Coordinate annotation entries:
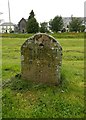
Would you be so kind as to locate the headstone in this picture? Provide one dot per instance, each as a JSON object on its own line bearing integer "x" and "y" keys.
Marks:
{"x": 41, "y": 59}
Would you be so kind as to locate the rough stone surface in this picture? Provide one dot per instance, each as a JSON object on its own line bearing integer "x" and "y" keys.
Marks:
{"x": 41, "y": 59}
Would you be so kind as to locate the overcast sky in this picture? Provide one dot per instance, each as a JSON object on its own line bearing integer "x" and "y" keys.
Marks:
{"x": 44, "y": 9}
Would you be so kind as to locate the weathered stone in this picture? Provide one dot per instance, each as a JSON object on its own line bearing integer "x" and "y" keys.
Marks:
{"x": 41, "y": 59}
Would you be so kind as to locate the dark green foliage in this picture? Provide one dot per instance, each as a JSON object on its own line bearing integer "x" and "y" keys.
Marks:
{"x": 32, "y": 26}
{"x": 75, "y": 24}
{"x": 82, "y": 28}
{"x": 44, "y": 27}
{"x": 56, "y": 24}
{"x": 31, "y": 14}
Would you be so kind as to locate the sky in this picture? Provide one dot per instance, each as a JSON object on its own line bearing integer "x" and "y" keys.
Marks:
{"x": 44, "y": 9}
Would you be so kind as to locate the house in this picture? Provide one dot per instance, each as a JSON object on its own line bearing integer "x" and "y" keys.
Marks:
{"x": 7, "y": 27}
{"x": 22, "y": 25}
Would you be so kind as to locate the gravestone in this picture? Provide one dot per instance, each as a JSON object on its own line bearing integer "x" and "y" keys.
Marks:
{"x": 41, "y": 59}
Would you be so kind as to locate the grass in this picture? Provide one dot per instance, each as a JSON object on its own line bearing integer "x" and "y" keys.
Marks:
{"x": 22, "y": 99}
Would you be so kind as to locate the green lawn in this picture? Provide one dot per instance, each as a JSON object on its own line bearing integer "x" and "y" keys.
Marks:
{"x": 28, "y": 100}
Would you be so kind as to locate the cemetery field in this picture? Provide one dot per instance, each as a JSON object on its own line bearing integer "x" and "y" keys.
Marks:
{"x": 22, "y": 99}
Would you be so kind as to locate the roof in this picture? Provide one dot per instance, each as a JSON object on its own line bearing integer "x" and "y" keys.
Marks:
{"x": 7, "y": 24}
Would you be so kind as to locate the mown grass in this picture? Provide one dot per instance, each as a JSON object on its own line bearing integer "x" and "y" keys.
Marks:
{"x": 56, "y": 35}
{"x": 22, "y": 99}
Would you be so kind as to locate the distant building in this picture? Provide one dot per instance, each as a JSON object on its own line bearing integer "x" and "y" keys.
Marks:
{"x": 22, "y": 25}
{"x": 7, "y": 27}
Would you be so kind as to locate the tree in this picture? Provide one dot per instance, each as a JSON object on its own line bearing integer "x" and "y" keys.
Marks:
{"x": 32, "y": 24}
{"x": 82, "y": 28}
{"x": 56, "y": 24}
{"x": 44, "y": 27}
{"x": 32, "y": 15}
{"x": 75, "y": 24}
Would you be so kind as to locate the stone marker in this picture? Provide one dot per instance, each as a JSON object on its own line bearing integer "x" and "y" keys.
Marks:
{"x": 41, "y": 59}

WORK TO BE COMPLETED:
Transcribe the preceding listing in its entirety and with exact wording, leaving out pictures.

REPLY:
Would you be so kind as to locate the headstone in this picture? Provide one dot per instance, each as a JSON object on its own line bearing integer "x" and "y" keys.
Marks:
{"x": 41, "y": 59}
Would you be so kind as to locate the rough stone surface in this picture? Provide one dot per instance, each as a JSON object on its own line bearing integer "x" and "y" keys.
Marks:
{"x": 41, "y": 59}
Would you be so kind as to locate the overcast sky in this picture? Provide one dot per instance, each as a JSON object on its own line bearing integer "x" and "y" keys.
Marks:
{"x": 44, "y": 9}
Would you be so kind as to locate the weathered stone in this picture? Provide one dot per instance, each as a JSON object on its own line bearing integer "x" and "y" keys.
Marks:
{"x": 41, "y": 59}
Would you be so kind as to locate the dark green foliage in this picture? Provide one dot per instance, each as a JSON object on its own line bearing integer "x" and "y" keys.
Marks:
{"x": 32, "y": 26}
{"x": 75, "y": 24}
{"x": 82, "y": 28}
{"x": 44, "y": 27}
{"x": 56, "y": 24}
{"x": 31, "y": 14}
Would you be so kind as to locate the sky in this picture? Provide one dot per instance, each as a JSON object on its own line bearing integer "x" and "y" keys.
Marks:
{"x": 44, "y": 9}
Would you be so kind as to locate the house in this picture? Provide one dot per instance, each as a JSON object on its own line bearing integer "x" and "y" keys.
Marks:
{"x": 7, "y": 27}
{"x": 22, "y": 25}
Would you be so kind as to locate the gravestone in this picture? Provide one dot per instance, each as a JSON object on its own line bearing integer "x" and "y" keys.
Marks:
{"x": 41, "y": 59}
Would you be so kind as to locate the grass in this picture? Provide one dot per instance, each as a JSON object on its own line bearing integer "x" and "y" keys.
Marks:
{"x": 22, "y": 99}
Would you be so kind as to locate the green lawn in this picture? Provide one dot per instance, each as a JSON object on its own line bearing integer "x" and "y" keys.
Marks:
{"x": 28, "y": 100}
Would you be so kind as to locate the cemetery field in this picture? Provide one dot per instance, each as a JSON object on its own line bearing integer "x" and "y" keys.
Marks:
{"x": 22, "y": 99}
Would you be so kind as to locate the roof in this picture? Provide one dot per instance, each as a JSON object on its own line bearing integer "x" and "y" keys.
Marks:
{"x": 7, "y": 24}
Would you be so kind as to locate the mown grass in this picture? Provide one dot per instance, each as a JSON object on its own line bearing integer "x" and "y" keys.
Marks:
{"x": 56, "y": 35}
{"x": 22, "y": 99}
Would you be so kind as to locate the distant building in this picture? Provide one dot per instance, each as a JSON object on its own line bearing integer "x" and "y" keys.
Marks:
{"x": 22, "y": 25}
{"x": 7, "y": 27}
Would you be so kind as to locate the tree in this picture? Provide one dot per instance, each as a JSON object on its own line bearing integer "x" and "y" keys.
Marks:
{"x": 32, "y": 24}
{"x": 82, "y": 28}
{"x": 56, "y": 24}
{"x": 44, "y": 27}
{"x": 32, "y": 15}
{"x": 75, "y": 24}
Would you be so kind as to locate the stone marker in this picture? Provide one dot per instance, each as a JSON object on its own line bearing integer "x" and "y" keys.
Marks:
{"x": 41, "y": 59}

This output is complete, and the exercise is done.